▶ DIRECTIONS: Count the lines in the records that contain the string "headlight" and give only that number.

(Saved entries)
▽

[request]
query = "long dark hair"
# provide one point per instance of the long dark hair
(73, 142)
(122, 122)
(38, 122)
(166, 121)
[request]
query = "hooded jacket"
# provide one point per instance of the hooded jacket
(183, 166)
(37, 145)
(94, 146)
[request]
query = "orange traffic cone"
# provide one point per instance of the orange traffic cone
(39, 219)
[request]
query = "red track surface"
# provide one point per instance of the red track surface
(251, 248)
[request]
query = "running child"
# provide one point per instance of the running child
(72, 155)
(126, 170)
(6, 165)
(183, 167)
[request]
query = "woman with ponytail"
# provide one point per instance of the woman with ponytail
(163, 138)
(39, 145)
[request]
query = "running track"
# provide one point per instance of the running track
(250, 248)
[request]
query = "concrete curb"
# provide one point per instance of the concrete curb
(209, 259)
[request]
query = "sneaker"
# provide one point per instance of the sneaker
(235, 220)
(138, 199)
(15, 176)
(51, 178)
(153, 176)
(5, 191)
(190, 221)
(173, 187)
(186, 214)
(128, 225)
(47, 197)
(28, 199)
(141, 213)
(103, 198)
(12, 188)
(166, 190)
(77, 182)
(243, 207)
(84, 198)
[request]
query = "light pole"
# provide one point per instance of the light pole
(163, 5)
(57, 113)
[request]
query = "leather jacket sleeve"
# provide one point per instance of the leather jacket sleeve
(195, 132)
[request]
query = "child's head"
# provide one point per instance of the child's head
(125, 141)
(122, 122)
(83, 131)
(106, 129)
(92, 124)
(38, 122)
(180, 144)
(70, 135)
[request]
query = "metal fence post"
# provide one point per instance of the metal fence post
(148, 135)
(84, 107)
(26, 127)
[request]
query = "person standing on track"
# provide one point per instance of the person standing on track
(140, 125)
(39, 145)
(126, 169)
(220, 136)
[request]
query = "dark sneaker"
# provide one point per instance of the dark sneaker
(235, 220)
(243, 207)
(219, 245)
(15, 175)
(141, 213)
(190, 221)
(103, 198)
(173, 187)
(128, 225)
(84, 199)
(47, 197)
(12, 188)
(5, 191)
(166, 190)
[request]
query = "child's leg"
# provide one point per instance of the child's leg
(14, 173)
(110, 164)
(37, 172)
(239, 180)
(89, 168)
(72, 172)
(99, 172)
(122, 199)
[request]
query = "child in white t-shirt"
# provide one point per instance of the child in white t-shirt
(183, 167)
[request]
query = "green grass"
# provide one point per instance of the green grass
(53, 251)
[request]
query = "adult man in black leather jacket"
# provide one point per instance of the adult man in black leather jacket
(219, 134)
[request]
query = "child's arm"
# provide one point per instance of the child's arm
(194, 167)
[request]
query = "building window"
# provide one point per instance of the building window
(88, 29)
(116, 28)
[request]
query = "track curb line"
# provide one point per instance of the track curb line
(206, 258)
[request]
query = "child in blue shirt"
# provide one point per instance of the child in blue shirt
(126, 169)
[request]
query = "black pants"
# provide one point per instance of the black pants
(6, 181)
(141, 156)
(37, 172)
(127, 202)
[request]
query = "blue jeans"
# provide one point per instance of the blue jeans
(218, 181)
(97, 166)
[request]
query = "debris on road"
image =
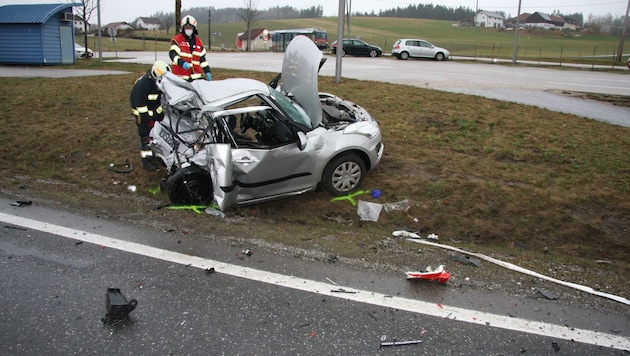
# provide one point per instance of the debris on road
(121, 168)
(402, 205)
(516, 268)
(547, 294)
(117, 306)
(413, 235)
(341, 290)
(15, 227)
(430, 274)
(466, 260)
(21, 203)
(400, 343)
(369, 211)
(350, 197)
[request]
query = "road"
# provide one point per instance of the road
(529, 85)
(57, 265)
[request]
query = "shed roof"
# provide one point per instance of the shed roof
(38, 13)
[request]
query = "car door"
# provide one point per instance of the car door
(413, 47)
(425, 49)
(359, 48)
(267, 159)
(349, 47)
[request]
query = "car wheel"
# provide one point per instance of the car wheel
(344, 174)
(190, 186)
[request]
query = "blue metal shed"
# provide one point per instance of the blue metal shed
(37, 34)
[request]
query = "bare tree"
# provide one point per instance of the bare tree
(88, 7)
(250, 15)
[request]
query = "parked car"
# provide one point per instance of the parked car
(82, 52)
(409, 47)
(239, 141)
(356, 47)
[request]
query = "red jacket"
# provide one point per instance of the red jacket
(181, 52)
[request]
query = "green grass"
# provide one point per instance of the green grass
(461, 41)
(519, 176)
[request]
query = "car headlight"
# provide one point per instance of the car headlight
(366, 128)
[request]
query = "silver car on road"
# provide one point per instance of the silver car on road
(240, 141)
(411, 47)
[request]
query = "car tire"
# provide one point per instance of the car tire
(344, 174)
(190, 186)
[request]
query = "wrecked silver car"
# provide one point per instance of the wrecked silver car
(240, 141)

△
▽

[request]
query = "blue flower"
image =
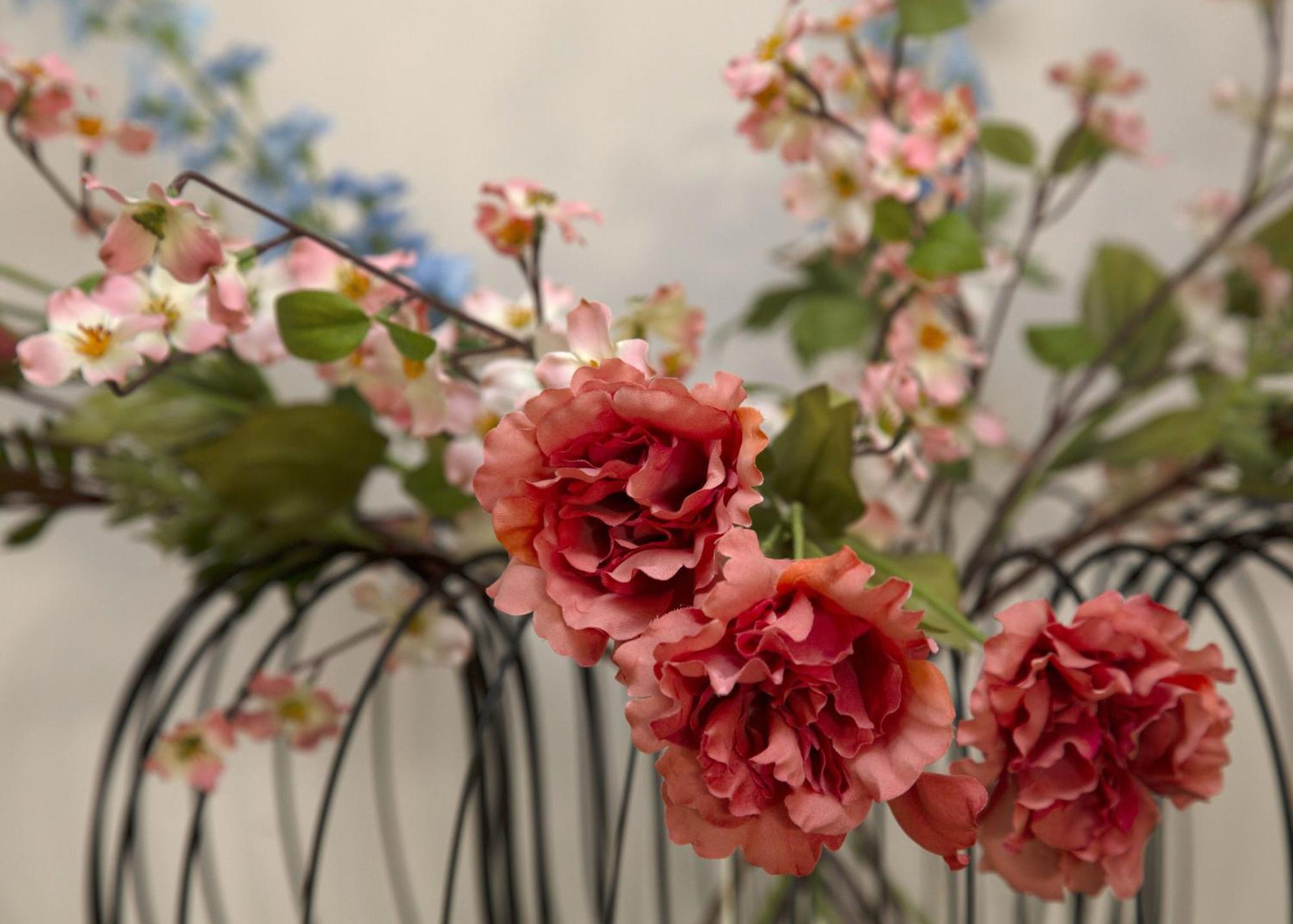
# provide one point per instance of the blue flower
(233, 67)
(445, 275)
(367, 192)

△

▶ SOLUTION TO THE EXERCISE: 2